+++ DATA RECORDS
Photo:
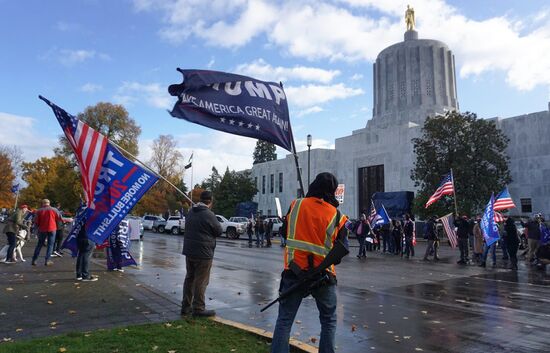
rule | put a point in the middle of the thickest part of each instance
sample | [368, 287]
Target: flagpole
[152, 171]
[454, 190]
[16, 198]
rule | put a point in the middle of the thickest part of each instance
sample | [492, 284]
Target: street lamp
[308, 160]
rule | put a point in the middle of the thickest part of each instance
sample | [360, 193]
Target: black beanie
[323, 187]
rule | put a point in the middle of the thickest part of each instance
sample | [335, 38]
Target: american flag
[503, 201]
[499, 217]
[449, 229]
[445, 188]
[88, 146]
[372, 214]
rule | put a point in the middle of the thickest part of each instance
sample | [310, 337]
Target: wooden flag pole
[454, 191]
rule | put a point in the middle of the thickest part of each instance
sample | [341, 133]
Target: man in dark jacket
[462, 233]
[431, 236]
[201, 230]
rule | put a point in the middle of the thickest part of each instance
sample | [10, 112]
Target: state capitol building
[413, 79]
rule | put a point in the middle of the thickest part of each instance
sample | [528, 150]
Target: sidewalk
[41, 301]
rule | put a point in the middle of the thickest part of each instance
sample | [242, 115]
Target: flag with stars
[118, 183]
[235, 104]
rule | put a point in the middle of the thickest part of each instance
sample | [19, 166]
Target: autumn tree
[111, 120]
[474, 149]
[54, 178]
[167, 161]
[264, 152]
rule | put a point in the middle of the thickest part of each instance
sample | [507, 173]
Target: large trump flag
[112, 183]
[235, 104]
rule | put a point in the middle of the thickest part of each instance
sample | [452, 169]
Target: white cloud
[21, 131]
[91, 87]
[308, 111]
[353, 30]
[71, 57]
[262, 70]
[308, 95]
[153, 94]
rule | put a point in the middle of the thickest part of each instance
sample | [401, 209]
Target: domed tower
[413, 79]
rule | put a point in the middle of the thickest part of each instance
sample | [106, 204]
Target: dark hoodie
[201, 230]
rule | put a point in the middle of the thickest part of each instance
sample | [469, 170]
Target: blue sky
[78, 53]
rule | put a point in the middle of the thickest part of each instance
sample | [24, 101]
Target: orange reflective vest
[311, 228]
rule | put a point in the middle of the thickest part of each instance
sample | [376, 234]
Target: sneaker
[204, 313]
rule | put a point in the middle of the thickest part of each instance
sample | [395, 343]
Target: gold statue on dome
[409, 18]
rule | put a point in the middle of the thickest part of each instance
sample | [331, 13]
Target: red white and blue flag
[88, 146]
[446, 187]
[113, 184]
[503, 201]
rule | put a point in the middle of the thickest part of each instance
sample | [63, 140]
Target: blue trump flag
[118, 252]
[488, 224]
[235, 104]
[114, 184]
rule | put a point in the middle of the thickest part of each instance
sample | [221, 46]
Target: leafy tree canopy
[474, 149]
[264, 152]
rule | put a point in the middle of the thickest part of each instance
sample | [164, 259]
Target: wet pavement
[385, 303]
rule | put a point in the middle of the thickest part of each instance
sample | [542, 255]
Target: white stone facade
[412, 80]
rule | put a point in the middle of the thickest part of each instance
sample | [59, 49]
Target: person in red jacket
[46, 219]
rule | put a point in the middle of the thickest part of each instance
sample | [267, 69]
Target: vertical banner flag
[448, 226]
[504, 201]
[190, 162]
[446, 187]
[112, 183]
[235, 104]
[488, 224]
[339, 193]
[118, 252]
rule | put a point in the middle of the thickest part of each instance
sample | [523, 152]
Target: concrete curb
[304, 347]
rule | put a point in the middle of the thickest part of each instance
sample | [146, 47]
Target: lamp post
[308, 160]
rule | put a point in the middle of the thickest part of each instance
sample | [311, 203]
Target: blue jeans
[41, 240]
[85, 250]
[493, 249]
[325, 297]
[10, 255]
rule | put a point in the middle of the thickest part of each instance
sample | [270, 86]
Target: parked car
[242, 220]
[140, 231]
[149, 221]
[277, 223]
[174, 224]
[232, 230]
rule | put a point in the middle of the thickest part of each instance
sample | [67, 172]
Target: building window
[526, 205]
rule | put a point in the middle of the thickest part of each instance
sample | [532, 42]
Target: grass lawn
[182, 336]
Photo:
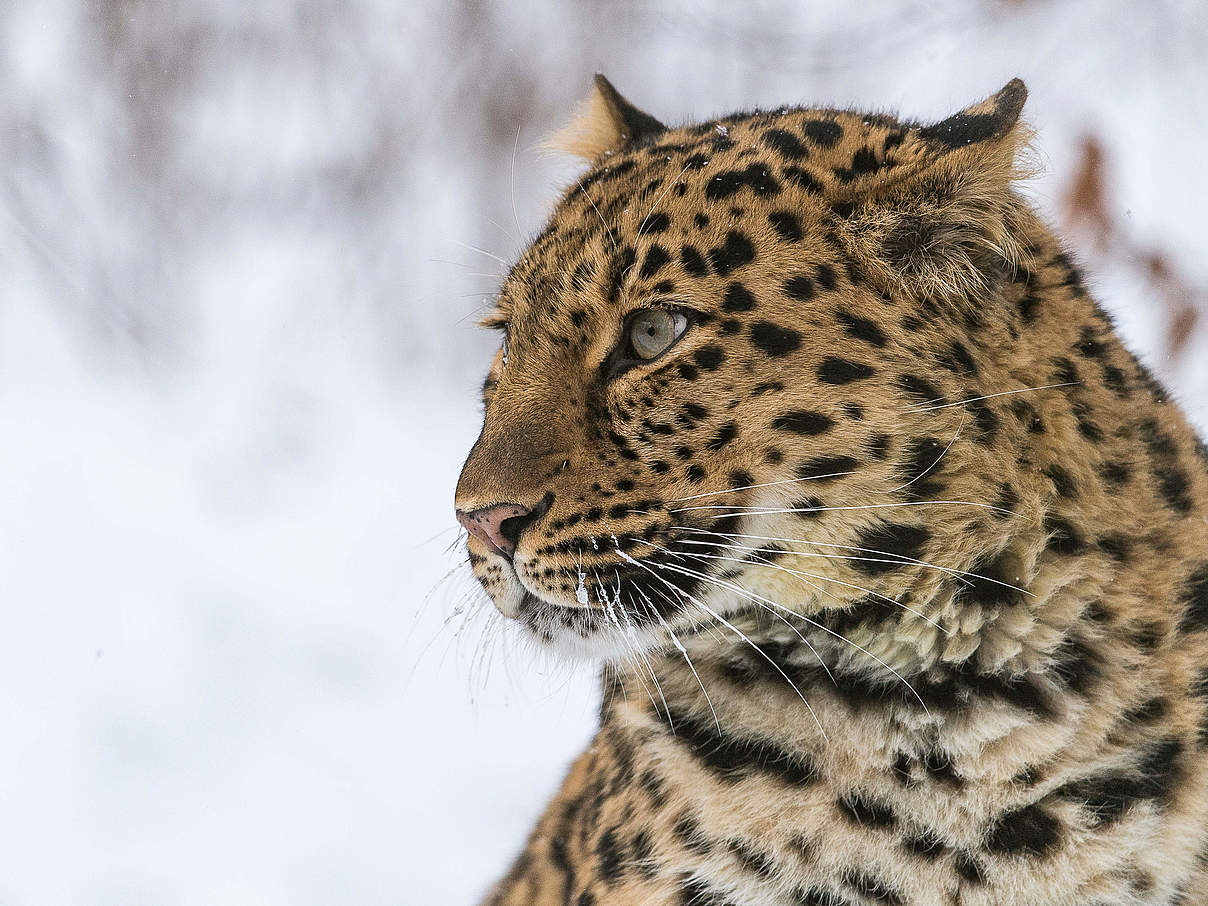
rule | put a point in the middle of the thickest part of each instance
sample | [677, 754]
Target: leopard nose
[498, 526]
++++++
## [WHAT TO PRODUCE]
Copy the whole listing above word for word but do not carry over the pictures.

## [TASK RESULT]
Photo:
rule | put a point in the middle of the thickest part of each instance
sample | [368, 287]
Target: flagpole
[152, 171]
[454, 190]
[16, 198]
rule | put a point in the middle of the thickest part of each instance
sample | [492, 284]
Target: street lamp
[308, 160]
rule | put a point in the middle of the thickest part of each instance
sample | [360, 193]
Target: black beanie
[323, 187]
rule | put a point in the middle of the thickest part of each instance
sample | [335, 38]
Target: american flag
[503, 201]
[499, 217]
[449, 229]
[445, 188]
[88, 146]
[372, 214]
rule | put a point in the middle of the thickest part of each instance
sample | [310, 337]
Target: wooden flag pole
[454, 191]
rule | put a point in the middle of the thickest part of each instance
sample | [341, 133]
Target: man in dark jacket
[462, 233]
[431, 236]
[201, 230]
rule | put a point in the middle of the thickest part of each instance
sample | [10, 112]
Target: state capitol building
[413, 79]
rule | put a point in the middle of the thickest part of each instance
sample | [528, 150]
Target: sidewalk
[41, 301]
rule | put a point in the middle of the thickest part of each instance
sample | [242, 115]
Target: flag with stars
[118, 183]
[235, 104]
rule | put a point in the middle of the thickest part of each instance
sample | [19, 166]
Target: autumn tree
[111, 120]
[474, 149]
[54, 178]
[167, 161]
[264, 152]
rule | put a point in the middle of the thickest part of each instance
sample | [507, 173]
Target: large trump flag
[112, 183]
[235, 104]
rule | put a point in the middle of the thickest part of each instance
sample | [452, 169]
Target: white cloud
[21, 131]
[91, 87]
[308, 111]
[353, 30]
[71, 57]
[262, 70]
[308, 95]
[153, 94]
rule | put a point in the middle of the thickest part of each instance
sample | [401, 209]
Target: domed tower
[413, 79]
rule | put a point in the middle of the thickest part of each instance
sample | [106, 204]
Target: dark hoodie
[201, 230]
rule | put a point in the middle of the thickest part of each instance
sample | [469, 170]
Target: blue sky
[78, 53]
rule | put a point in the middle of the thickest part of each instance
sample | [24, 101]
Target: orange reflective vest
[311, 228]
rule | put a point in the middle of the thickest part of each instance
sample | [376, 234]
Target: sneaker
[204, 313]
rule | put a point in the middle of the thickest part of each instance
sample | [395, 343]
Target: gold statue on dome
[409, 18]
rule | put a point in the middle of the thickest part of each instance
sample | [331, 13]
Target: red white and blue flag
[88, 146]
[446, 187]
[113, 184]
[503, 201]
rule | put a point in the middle of the thickest part of each instance
sample | [63, 140]
Target: blue trump flag
[118, 252]
[488, 224]
[235, 104]
[114, 184]
rule | put a point in the middle of the thickest part of each instance
sample | [221, 46]
Target: leafy tree canopy
[474, 149]
[264, 152]
rule | put a point in the middle of the thickest part of each instance
sample | [164, 259]
Target: wet pavement
[385, 303]
rule | put a point in the middle of the thickest part of each instance
sample | [542, 255]
Target: white stone facade
[412, 80]
rule | put a point in the middle of the thickest part of each instance
sample | [59, 49]
Target: person in red jacket
[46, 219]
rule | put a point in the middle of the thickest part of each instance
sample | [267, 69]
Target: vertical banner flag
[448, 226]
[504, 201]
[190, 162]
[446, 187]
[112, 183]
[235, 104]
[488, 224]
[339, 193]
[118, 252]
rule | put a point in the middle of the thickest part of each instance
sample | [523, 152]
Target: concrete curb
[304, 347]
rule | put a point in the middle of the thickest part of each instance
sample | [146, 47]
Target: lamp post
[308, 160]
rule | put a point in the middle of the thickest part of each instance
sample | [311, 203]
Target: blue jeans
[41, 240]
[85, 250]
[493, 249]
[325, 297]
[10, 255]
rule | put a point in the middle of the thickest part of each instance
sample | [270, 86]
Target: parked car
[242, 220]
[140, 231]
[149, 221]
[277, 223]
[174, 224]
[232, 230]
rule | put a point in the middle of the thickest part of each instance
sample | [67, 172]
Target: building window
[526, 205]
rule | put a point in the middle of the thickest part of each instance
sample | [532, 42]
Target: grass lawn
[182, 336]
Photo:
rule | put a point in the middle of the thickest part of each instance
sample | [677, 754]
Target: leopard nose
[498, 526]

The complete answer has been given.